* [WRITTEN TASK]:
Rewrite every line of the records from the start through the line containing "[85,329,167,392]", inclusive, with the lookup lines included, and scale each bounding-box coordinate in the results by 1.6, rounding to whole numbers with halves rounded up. Leave the pictures out of your output.

* [INPUT FOR THIS TASK]:

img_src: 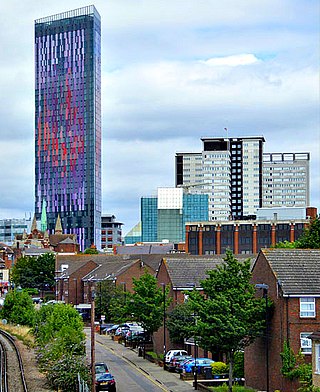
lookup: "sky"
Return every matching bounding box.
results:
[0,0,320,233]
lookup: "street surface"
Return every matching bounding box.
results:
[85,329,167,392]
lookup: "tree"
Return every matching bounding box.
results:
[1,290,35,326]
[126,271,170,335]
[11,253,55,290]
[167,302,194,343]
[296,217,320,249]
[189,251,265,392]
[95,280,126,322]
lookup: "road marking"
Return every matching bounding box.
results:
[96,341,170,392]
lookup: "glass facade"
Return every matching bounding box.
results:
[141,188,208,243]
[35,6,101,250]
[141,197,158,242]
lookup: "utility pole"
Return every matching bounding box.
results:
[91,289,96,392]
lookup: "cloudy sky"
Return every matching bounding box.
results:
[0,0,320,232]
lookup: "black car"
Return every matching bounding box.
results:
[96,373,116,392]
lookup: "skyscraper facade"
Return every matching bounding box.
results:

* [THE ANSWER]:
img_src: 
lookup: "sky"
Return every matching bounding box.
results:
[0,0,512,373]
lookup: "street surface"
Return every matching bounding box.
results:
[136,526,267,627]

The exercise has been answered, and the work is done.